**What the task requires**:
Copy out the stretch of rows from the one containing "Query: Where is the side table in this image?" through the last of the rows below, including the requests, and add 117 to every coordinate in the answers.

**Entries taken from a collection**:
▶
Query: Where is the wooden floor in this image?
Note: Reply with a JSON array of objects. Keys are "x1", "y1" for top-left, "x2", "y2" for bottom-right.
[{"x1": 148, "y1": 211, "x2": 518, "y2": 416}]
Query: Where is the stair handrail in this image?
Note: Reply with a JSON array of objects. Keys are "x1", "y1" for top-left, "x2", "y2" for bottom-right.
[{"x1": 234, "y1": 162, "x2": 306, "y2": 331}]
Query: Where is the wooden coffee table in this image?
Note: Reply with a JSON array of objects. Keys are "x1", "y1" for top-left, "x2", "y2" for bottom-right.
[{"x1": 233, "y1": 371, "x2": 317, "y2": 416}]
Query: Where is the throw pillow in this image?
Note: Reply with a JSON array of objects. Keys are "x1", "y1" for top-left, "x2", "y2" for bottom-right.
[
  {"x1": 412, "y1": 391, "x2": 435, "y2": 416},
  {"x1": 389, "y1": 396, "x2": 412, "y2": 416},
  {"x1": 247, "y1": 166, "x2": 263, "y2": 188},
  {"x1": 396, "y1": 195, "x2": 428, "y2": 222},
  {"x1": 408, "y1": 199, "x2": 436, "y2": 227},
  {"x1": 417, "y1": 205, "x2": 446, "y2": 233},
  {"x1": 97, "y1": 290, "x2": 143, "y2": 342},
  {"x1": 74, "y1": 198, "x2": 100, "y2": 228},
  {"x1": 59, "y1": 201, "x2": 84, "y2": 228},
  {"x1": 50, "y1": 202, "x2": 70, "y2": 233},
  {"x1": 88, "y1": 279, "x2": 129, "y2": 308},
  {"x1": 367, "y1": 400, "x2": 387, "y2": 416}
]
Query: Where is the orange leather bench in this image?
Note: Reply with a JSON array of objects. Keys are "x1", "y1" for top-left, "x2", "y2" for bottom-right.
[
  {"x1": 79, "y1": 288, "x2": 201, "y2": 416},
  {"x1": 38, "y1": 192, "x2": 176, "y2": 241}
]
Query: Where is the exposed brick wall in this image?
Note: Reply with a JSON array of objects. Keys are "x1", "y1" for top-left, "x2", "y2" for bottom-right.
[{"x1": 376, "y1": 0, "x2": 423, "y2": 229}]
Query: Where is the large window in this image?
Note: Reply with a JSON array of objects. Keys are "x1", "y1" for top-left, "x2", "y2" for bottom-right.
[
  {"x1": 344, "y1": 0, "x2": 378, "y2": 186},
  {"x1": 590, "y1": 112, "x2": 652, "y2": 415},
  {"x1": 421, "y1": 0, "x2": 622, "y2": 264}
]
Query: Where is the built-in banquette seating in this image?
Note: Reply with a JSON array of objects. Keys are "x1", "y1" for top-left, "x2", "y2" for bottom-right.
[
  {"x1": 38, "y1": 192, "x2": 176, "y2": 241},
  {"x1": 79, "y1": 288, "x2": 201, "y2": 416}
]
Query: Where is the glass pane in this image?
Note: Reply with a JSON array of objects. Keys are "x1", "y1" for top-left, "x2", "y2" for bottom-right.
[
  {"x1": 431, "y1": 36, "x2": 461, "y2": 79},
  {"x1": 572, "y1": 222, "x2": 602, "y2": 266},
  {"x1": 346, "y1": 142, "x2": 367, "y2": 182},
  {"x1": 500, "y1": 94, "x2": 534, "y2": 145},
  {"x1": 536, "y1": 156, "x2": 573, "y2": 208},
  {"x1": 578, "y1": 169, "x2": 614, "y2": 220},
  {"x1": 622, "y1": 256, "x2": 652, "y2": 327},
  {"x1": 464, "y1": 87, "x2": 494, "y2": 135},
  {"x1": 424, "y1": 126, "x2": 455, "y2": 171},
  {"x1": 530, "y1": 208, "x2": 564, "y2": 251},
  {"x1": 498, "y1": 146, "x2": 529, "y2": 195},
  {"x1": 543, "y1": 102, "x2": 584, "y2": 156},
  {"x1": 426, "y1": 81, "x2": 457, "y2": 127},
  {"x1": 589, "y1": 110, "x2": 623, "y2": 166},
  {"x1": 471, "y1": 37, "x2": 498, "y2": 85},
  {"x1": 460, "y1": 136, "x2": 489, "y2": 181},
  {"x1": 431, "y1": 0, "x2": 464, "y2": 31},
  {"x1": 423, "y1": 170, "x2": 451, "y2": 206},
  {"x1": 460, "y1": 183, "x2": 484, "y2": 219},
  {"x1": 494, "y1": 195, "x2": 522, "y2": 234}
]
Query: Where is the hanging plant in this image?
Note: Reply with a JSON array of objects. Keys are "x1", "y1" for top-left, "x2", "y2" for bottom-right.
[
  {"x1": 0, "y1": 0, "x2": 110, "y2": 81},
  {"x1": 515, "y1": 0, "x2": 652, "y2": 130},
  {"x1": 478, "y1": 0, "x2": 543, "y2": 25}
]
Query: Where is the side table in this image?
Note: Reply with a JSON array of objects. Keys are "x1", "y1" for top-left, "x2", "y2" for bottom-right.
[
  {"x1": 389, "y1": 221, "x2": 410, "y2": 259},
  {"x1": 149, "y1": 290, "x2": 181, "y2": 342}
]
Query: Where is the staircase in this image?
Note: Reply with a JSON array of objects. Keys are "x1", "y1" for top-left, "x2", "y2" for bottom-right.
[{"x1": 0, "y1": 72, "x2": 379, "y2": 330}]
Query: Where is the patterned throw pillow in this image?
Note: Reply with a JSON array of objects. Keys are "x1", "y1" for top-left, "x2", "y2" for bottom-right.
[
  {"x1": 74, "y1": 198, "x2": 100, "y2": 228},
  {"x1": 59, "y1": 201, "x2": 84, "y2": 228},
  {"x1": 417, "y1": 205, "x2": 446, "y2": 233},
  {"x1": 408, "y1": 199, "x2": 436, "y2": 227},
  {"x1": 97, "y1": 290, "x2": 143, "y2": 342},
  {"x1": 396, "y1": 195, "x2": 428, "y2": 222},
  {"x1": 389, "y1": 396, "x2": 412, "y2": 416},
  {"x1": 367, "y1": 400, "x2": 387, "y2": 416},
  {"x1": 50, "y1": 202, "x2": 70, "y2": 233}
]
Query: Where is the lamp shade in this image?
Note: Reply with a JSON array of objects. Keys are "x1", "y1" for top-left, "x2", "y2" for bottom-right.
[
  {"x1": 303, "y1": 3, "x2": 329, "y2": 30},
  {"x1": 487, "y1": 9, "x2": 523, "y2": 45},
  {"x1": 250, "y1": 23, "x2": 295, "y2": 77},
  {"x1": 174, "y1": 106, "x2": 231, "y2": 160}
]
◀
**Exercise answer**:
Query: Where is the side table in this image?
Note: Reply with a JSON array of objects. Keys are "x1", "y1" for top-left, "x2", "y2" for bottom-right.
[
  {"x1": 506, "y1": 338, "x2": 527, "y2": 376},
  {"x1": 266, "y1": 407, "x2": 298, "y2": 459}
]
Query: Where is the staircase in this image?
Note: Reply with a JSON array of objects. Keys are "x1", "y1" for top-left, "x2", "y2" for bottom-right.
[{"x1": 117, "y1": 189, "x2": 496, "y2": 447}]
Query: Where is the patterned throw pillow in this image?
Note: Reply with a JSON array of objects. Keys are "x1", "y1" for top-left, "x2", "y2" for bottom-right.
[
  {"x1": 191, "y1": 315, "x2": 217, "y2": 345},
  {"x1": 176, "y1": 318, "x2": 201, "y2": 345},
  {"x1": 534, "y1": 322, "x2": 563, "y2": 350},
  {"x1": 525, "y1": 316, "x2": 553, "y2": 344},
  {"x1": 214, "y1": 407, "x2": 260, "y2": 459},
  {"x1": 513, "y1": 312, "x2": 545, "y2": 339},
  {"x1": 506, "y1": 513, "x2": 529, "y2": 533},
  {"x1": 484, "y1": 517, "x2": 504, "y2": 533},
  {"x1": 167, "y1": 319, "x2": 187, "y2": 350}
]
Query: Where is the lamp shade in this image?
Note: Reply with a JSON array of objects. Keys are "x1", "y1" for top-left, "x2", "y2" for bottom-right.
[
  {"x1": 420, "y1": 120, "x2": 446, "y2": 147},
  {"x1": 604, "y1": 126, "x2": 640, "y2": 162},
  {"x1": 367, "y1": 140, "x2": 412, "y2": 194},
  {"x1": 291, "y1": 223, "x2": 348, "y2": 277}
]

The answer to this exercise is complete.